- Problem statement -
Retype the entries below without any change.

- Items from a data source -
....

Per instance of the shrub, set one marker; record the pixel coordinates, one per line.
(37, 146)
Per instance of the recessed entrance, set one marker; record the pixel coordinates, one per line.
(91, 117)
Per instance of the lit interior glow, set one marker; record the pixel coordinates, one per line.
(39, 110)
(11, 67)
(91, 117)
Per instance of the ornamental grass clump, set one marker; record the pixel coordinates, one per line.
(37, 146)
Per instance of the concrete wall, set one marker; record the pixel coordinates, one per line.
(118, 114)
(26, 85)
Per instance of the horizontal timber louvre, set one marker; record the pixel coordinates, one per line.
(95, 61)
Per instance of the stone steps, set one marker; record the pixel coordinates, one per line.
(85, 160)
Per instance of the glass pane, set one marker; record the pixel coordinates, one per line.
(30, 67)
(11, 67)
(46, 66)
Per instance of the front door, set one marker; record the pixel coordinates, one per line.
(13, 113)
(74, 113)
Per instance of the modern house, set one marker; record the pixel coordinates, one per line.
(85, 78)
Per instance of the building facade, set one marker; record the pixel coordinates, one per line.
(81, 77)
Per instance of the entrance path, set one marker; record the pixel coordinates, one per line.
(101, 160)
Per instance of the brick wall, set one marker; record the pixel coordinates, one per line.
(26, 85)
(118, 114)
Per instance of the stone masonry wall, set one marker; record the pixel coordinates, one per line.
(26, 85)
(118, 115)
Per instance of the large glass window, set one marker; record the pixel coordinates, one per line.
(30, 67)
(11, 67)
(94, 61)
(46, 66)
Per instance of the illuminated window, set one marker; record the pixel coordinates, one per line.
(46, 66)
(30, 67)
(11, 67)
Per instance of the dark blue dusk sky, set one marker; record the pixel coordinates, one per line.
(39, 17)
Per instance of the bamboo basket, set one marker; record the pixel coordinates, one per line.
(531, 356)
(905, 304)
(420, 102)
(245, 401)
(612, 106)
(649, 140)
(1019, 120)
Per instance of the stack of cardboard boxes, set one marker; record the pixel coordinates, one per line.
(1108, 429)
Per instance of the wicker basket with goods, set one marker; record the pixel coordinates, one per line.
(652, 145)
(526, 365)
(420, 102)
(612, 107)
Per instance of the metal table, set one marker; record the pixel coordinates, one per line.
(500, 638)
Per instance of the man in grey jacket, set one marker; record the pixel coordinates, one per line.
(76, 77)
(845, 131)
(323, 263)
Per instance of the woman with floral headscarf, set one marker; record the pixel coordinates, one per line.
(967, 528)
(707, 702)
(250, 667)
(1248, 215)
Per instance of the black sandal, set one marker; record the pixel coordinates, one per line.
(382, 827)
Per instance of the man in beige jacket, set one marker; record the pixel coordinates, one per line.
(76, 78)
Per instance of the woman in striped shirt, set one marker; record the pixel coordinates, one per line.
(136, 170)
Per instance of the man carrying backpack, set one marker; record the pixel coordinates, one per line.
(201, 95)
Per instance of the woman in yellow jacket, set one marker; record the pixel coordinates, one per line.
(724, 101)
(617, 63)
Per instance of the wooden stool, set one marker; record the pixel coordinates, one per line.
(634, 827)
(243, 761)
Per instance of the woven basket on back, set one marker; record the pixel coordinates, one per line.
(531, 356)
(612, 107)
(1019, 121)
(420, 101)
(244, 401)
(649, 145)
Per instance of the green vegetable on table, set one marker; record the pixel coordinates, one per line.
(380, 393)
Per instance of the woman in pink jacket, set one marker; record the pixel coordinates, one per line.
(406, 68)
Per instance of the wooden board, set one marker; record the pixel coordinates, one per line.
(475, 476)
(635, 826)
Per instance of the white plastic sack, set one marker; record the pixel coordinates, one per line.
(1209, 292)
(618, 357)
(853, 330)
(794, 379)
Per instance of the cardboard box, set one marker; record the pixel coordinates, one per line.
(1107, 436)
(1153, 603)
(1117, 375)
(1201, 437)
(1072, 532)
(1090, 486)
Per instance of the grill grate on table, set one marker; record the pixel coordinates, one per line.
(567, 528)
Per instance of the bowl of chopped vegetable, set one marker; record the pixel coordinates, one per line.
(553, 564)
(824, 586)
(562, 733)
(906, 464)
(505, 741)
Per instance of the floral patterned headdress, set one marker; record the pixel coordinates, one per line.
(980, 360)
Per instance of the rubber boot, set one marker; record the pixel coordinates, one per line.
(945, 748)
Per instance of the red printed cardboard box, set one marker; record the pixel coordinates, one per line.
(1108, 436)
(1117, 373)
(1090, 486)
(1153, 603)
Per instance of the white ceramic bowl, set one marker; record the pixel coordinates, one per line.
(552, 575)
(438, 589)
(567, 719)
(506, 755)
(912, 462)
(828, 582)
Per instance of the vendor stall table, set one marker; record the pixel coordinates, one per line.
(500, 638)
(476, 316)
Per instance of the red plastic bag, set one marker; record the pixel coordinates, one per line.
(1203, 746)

....

- Expected output -
Per instance of the shrub, set one marker; record the pixel coordinates, one per line.
(37, 146)
Per instance of the recessed entrance, set one marker; record the pixel coordinates, one per line.
(91, 117)
Per instance of the lit interior glow, set one marker; record the pixel coordinates, one per line.
(39, 110)
(11, 67)
(91, 117)
Per instance of the ornamental grass clump, set one marker; record the pixel coordinates, one per line.
(37, 146)
Per instance of the concrete wall, set one marker; record the pixel coordinates, one per line.
(118, 114)
(26, 85)
Per instance of the horizontal timber louvre, set one marker; record the pixel coordinates, one per line.
(95, 61)
Per instance of the stone steps, set one marker; record the pixel coordinates, one per line.
(85, 160)
Per instance of the glass pane, set one marker; record the pixel coordinates, one per line.
(30, 67)
(11, 67)
(46, 66)
Per instance of the front door, set one marker; record the pixel coordinates, one per line.
(13, 113)
(74, 113)
Per instance of the modern house, set one marker; record the pixel coordinates, one per line.
(85, 78)
Per instance of the building facade, set one marker; record the pixel coordinates, one per line.
(81, 77)
Per instance of the entrance path, set one marker; record the pixel coordinates, one per line.
(101, 160)
Per instance of the brick wall, set one marker; record the pixel coordinates, one per line.
(26, 85)
(118, 114)
Per instance of the stone masonry wall, set one marker; record the pixel coordinates, one per line.
(26, 85)
(118, 115)
Per instance of the large glass window, set one marker; record the pixel coordinates, one per line.
(30, 67)
(11, 67)
(94, 61)
(46, 66)
Per instance of the illuminated window, set one marker; record the pixel coordinates, one per line.
(46, 66)
(30, 67)
(11, 67)
Per instance of the dark blue dusk sky, set one marker; record the pixel coordinates, one per line.
(39, 17)
Per instance of the bamboo basket, set one marker; record the pixel coordinates, one per line.
(531, 356)
(905, 304)
(420, 102)
(245, 401)
(612, 106)
(649, 140)
(1019, 120)
Per instance of the stack of cardboard boxes, set one marker; record the pixel coordinates, one per line.
(1108, 429)
Per instance of the wicker basket with goods, set one marker; record the pixel coordinates, one per line.
(652, 145)
(526, 365)
(420, 102)
(612, 107)
Per instance of the metal table, set one marker; record the pixel coordinates, one per line.
(500, 638)
Per instance of the man in grey jacket, set one marker; record the pixel coordinates, one per line.
(76, 77)
(845, 131)
(323, 263)
Per instance of the woman with floral headscarf, set one marker; record the pixel coordinates, one per line.
(967, 528)
(707, 702)
(250, 667)
(1248, 215)
Per instance of the black sandal, set one marker; record the pixel coordinates, one per line.
(382, 827)
Per instance of the man in beige jacket, set one marker; record the pixel coordinates, one per line.
(76, 78)
Per instance of the woman in striped shirt, set one marker; record the pixel coordinates, one per line.
(136, 170)
Per instance of the man carrying backpack, set one marker; record the pixel coordinates, one per line.
(201, 95)
Per instance of the woman in yellow jacket, set one marker; record the pixel coordinates, one per line.
(724, 101)
(617, 63)
Per instance of the wooden stool, set one marker; record the pixel coordinates, one per line.
(634, 827)
(243, 761)
Per instance of the woven basket on back, set one marker; record the pixel coordinates, one per line.
(531, 356)
(612, 107)
(1019, 121)
(420, 101)
(244, 401)
(649, 145)
Per instance of the green vegetable on table, set one marker; record the pixel coordinates, one per line.
(380, 393)
Per instance of the woman in pink jacket, set one marker; record the pixel coordinates, one per line.
(406, 68)
Per instance of the wooden board, set one marker; record the pixel coordinates, one per line.
(475, 476)
(635, 826)
Per instance of the white plastic sack, set one marker; record the pixel coordinates, one per line.
(1209, 292)
(618, 357)
(853, 330)
(794, 379)
Per instance of the cardboard box, set one marker; record the pixel coordinates, one per line.
(1107, 436)
(1153, 603)
(1117, 375)
(1201, 437)
(1072, 532)
(1090, 486)
Per instance of the grill grate on table, set one marker; record the pixel coordinates, one per line.
(567, 528)
Per instance of the bowl of chopped vegetable, set one marker; record the pixel coordinates, one per line.
(553, 564)
(824, 586)
(562, 733)
(906, 464)
(505, 741)
Per instance of the floral patterned headdress, set one marker; record the pixel coordinates, one per line.
(980, 360)
Per instance of the rubber boot, set one marker; record the pixel coordinates, one per line.
(945, 748)
Per instance of the red printed cardboard box, set one marker; record the pixel coordinates, one per line.
(1108, 436)
(1117, 373)
(1090, 486)
(1153, 603)
Per instance of the white ceramic bowl, set one marker; record the pixel coordinates, one per line.
(552, 575)
(438, 589)
(567, 719)
(506, 755)
(912, 462)
(828, 582)
Per instance of the vendor stall table, set one marker; record the pixel coordinates, one per line.
(500, 638)
(476, 316)
Per instance of the red plastic bag, set one marker; record the pixel coordinates, one per line.
(1203, 746)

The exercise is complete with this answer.